Excerpt from a dataset =
○ ○ ○
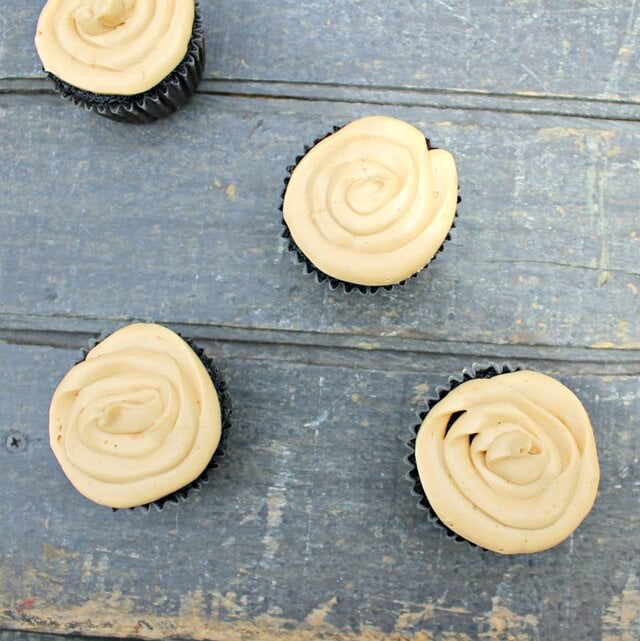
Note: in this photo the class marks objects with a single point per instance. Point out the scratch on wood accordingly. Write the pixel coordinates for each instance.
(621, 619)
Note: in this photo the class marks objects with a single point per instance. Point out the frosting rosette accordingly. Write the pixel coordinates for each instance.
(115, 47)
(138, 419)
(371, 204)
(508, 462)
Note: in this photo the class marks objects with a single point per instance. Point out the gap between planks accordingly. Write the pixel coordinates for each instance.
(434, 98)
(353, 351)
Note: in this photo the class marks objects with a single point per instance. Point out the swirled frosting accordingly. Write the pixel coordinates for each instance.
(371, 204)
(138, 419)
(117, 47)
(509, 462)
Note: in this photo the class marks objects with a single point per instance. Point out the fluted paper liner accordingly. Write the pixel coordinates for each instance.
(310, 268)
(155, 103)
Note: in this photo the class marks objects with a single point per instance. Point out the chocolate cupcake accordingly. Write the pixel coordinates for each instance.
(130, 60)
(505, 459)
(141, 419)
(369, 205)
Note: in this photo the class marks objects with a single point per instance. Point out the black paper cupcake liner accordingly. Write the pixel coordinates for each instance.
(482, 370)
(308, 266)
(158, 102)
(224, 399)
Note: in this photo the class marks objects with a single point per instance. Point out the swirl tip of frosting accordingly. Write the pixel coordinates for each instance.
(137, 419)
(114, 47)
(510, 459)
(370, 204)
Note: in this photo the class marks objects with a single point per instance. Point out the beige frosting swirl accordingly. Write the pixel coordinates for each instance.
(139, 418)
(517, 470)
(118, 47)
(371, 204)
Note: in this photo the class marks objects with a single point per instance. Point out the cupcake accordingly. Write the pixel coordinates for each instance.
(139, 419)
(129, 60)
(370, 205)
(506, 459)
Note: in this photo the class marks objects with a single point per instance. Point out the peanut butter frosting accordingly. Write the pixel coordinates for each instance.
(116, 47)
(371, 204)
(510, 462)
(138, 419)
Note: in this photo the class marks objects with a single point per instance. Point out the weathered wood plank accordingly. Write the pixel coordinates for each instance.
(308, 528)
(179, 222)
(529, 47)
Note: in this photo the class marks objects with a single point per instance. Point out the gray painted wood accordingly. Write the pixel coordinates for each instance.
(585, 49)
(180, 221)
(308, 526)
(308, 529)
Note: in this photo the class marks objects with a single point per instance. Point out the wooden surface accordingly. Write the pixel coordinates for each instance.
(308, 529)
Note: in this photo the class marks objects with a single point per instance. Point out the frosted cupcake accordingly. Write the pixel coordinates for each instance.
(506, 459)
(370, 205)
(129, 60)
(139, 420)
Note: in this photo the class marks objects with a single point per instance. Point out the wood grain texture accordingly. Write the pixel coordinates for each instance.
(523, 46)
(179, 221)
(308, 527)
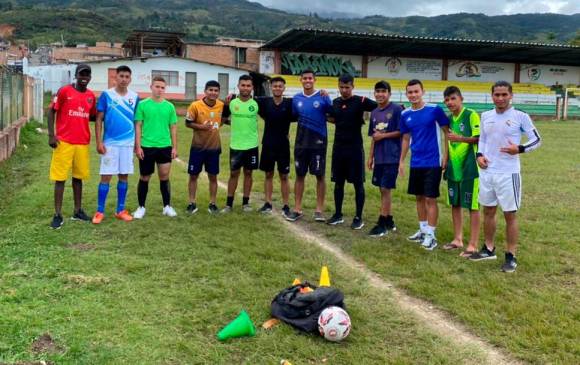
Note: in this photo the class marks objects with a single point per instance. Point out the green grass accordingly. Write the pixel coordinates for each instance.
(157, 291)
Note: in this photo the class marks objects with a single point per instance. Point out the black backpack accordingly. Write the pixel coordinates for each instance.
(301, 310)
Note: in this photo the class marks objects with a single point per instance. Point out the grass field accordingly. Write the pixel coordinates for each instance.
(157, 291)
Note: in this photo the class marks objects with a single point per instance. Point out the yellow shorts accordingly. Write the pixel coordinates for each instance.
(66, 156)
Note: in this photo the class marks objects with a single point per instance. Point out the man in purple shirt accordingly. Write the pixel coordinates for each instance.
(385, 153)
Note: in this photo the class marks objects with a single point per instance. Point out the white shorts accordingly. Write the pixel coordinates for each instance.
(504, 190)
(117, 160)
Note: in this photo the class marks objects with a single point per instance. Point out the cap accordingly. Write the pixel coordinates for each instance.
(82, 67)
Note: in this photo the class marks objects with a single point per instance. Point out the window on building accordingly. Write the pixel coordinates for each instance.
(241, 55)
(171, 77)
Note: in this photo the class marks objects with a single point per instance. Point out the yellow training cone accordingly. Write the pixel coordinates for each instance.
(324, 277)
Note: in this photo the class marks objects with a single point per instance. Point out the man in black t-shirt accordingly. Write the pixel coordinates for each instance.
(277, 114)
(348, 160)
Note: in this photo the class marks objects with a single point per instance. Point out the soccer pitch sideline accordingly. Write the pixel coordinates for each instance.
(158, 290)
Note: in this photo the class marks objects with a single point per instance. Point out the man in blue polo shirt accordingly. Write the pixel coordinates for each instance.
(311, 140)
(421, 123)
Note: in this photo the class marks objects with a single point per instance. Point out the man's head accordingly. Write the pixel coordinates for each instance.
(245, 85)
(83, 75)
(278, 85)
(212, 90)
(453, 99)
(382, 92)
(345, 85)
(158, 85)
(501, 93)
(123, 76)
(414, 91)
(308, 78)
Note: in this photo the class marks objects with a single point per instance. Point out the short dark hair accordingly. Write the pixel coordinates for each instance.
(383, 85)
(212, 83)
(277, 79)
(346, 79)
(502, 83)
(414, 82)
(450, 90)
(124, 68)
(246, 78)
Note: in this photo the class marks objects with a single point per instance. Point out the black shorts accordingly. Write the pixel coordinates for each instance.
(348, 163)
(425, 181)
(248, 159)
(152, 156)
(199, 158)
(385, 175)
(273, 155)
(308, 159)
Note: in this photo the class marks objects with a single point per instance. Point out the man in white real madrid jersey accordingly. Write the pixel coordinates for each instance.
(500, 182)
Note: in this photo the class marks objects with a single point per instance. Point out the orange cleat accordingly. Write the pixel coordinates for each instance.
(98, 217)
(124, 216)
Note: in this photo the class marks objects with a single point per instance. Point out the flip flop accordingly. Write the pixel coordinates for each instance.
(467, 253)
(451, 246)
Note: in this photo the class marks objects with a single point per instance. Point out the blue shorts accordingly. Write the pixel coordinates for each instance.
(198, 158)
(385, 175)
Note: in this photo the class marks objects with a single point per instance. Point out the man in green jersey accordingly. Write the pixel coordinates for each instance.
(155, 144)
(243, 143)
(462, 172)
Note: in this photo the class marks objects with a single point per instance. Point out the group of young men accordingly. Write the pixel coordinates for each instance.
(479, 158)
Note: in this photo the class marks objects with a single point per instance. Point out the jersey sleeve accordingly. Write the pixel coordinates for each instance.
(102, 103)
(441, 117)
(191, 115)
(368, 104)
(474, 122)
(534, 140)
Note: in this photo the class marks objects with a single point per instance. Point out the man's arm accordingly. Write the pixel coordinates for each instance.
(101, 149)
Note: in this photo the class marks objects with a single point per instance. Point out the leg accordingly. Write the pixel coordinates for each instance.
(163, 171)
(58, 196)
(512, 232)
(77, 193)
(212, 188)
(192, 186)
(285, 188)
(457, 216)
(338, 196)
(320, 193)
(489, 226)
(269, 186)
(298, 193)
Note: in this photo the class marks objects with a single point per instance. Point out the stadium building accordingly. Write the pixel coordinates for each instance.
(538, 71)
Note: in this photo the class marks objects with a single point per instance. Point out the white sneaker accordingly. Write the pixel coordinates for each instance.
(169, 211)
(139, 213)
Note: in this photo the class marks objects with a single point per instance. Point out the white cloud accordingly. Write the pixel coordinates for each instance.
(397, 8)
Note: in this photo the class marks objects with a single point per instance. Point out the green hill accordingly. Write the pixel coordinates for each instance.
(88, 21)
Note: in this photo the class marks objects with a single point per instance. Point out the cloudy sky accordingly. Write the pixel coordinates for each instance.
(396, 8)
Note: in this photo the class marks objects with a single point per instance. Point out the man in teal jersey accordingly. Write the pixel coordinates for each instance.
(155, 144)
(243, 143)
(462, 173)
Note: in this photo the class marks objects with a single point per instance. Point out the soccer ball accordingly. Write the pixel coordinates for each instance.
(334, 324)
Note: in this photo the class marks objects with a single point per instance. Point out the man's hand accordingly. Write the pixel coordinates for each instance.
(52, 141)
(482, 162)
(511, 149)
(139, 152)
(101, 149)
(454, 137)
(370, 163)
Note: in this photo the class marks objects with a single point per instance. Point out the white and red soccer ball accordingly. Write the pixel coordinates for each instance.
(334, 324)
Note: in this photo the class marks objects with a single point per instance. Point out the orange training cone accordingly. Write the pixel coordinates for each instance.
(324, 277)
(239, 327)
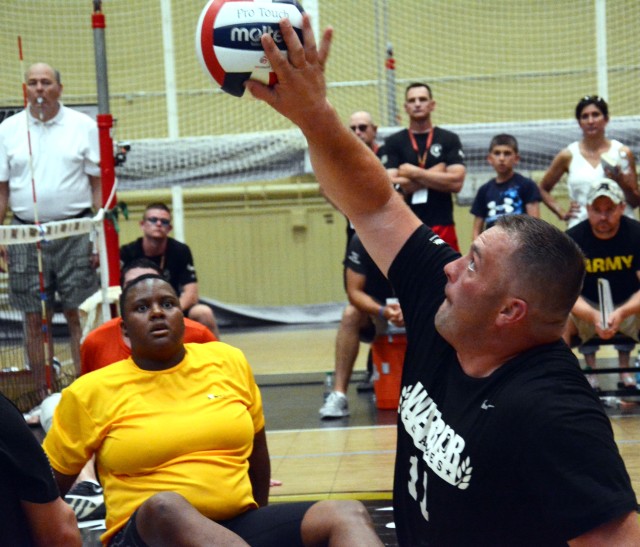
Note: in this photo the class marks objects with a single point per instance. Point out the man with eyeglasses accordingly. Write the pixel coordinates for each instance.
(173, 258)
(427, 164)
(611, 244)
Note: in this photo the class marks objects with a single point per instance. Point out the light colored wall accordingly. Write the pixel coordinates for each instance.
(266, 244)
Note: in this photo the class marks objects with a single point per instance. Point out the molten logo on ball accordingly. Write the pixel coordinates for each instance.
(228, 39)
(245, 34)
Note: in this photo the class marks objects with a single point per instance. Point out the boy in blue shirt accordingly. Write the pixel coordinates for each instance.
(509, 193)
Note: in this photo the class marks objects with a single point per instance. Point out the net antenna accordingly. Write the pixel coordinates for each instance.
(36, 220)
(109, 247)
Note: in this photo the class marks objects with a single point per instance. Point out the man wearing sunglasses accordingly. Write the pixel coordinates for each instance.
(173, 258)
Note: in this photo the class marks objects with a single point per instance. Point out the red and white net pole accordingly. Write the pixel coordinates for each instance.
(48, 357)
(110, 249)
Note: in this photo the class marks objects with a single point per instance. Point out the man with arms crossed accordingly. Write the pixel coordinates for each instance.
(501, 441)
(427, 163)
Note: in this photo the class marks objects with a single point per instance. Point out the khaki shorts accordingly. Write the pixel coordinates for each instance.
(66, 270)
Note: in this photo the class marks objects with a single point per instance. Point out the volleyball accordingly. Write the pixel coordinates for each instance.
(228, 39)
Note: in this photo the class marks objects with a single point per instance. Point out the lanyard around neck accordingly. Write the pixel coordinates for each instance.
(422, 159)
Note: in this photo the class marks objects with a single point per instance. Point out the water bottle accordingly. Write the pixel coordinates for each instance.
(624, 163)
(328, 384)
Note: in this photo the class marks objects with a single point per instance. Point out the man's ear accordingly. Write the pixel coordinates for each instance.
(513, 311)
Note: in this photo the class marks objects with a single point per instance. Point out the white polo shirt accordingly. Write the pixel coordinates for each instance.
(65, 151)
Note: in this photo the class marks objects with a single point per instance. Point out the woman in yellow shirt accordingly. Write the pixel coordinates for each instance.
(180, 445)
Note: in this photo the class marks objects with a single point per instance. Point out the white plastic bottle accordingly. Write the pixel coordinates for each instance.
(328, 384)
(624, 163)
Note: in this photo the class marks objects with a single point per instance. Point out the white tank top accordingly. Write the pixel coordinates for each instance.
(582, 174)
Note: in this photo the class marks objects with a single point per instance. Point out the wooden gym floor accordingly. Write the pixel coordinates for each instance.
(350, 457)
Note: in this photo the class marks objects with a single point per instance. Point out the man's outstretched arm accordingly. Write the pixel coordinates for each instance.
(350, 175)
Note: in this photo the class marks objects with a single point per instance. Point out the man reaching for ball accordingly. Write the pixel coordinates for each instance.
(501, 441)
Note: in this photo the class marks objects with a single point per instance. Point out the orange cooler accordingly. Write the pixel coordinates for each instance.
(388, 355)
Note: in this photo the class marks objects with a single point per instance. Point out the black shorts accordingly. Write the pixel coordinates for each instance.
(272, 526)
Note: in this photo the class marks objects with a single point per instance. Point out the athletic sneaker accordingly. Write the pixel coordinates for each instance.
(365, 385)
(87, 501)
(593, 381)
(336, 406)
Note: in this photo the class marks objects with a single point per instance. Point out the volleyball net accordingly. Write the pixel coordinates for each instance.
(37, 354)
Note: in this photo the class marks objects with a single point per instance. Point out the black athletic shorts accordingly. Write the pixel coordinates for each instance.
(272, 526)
○ ○ ○
Beginning with the line that contains "the white tank", quote each line exactly through the last line of the entries above, and nothing beyond them.

TASK ANSWER =
Note: in this photo the class marks objects with a single point per instance. Point out the white tank top accordingly. Write the pixel coordinates for each instance.
(582, 174)
Note: in this photo the class marks objects with a single point per instance. Point out the wooden gym floor accordingly. Write the pixel coordinates for each instance.
(350, 457)
Note: in this photo the class marks objects with a single point per instance. Point out the man's outstretched arm accordingly. Write the pixel coordinates for each instance.
(350, 175)
Note: in this photo the class marks objects with a single point per instance. Point out the man reaching for ball accordingly. Write the pixel coordinates for each instance.
(501, 441)
Note: in this photo the class marks objects with a single point per instance. Point out the orange cooler accordingly. Write the pixel coordinates for each instance.
(388, 355)
Note: in this photo the class marks objects with a single point per instance. Point out the black shorts accordingly. Write the pixel coordinates for each instance.
(272, 526)
Note: in this photo the class marks objects with a single point per instance. Point out the athletic sneaker accordingly. Write the pixel coordinates for each instance.
(365, 385)
(87, 501)
(593, 381)
(336, 406)
Note: in this photo the class marks objects with a single point per instance. Point out the volleyball net accordingly. Write the pixel coordinates for each instance.
(37, 354)
Note: in this photo the class marks objects with a single point per instance. Point out the black athletic shorts accordingly. Write the pixel coordinates for each instance.
(272, 526)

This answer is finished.